[Items from a data source]
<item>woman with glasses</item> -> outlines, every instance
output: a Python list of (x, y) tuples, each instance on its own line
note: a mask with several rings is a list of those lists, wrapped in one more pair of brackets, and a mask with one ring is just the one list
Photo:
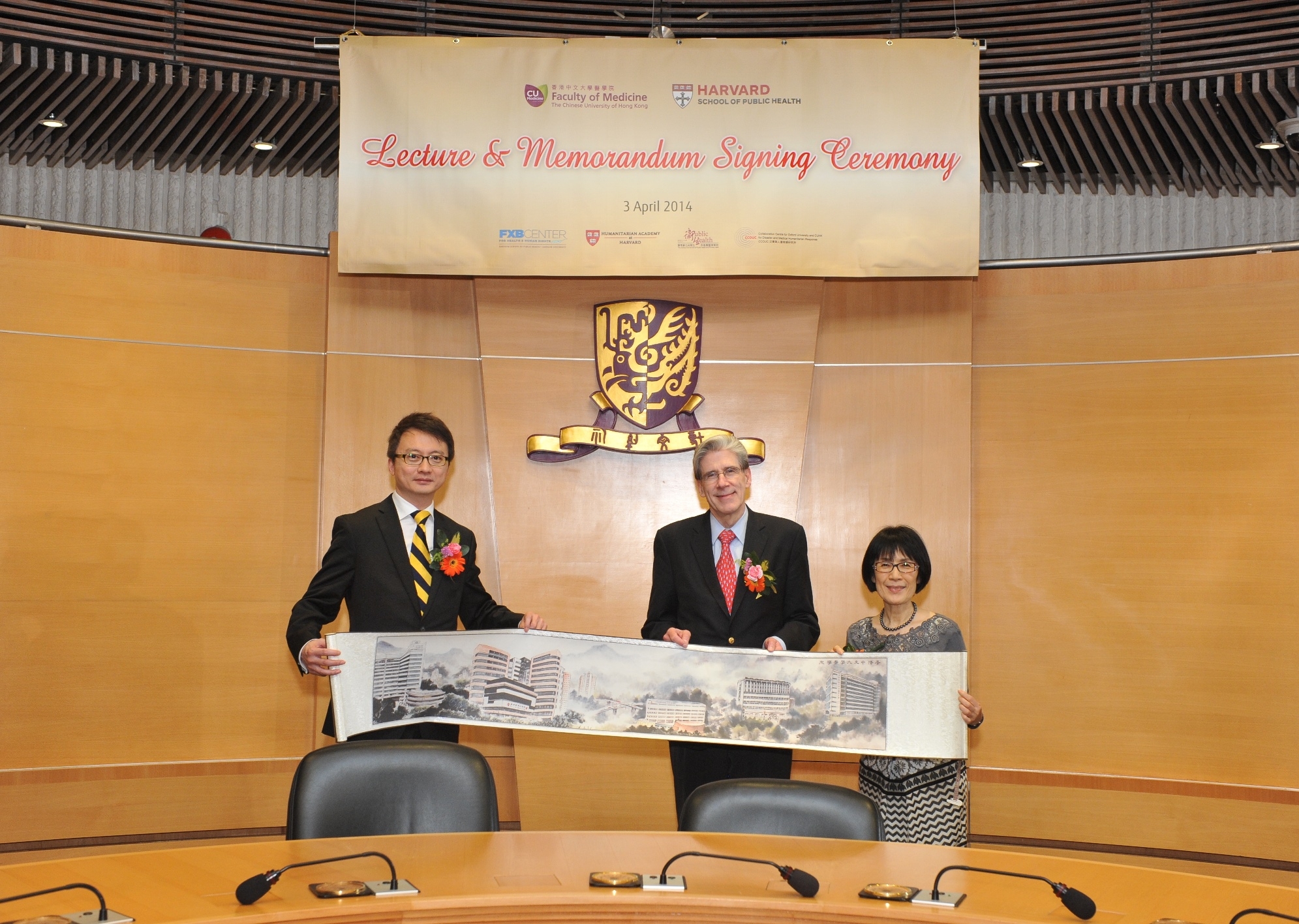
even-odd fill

▶ _Given exercise_:
Rewrite every entry with "glasses" swapped for "sunglasses" and all other text unchanged, omitting the pictures from your answer.

▶ _Task result_:
<item>woman with sunglasses</item> -> outlines, every instance
output: a Python list of (x, y) tuples, each instance on its own line
note: a mask with several rings is a list of those lists, wrapped in one more pair of brackets, and a mask with one ring is just the one list
Photo:
even-odd fill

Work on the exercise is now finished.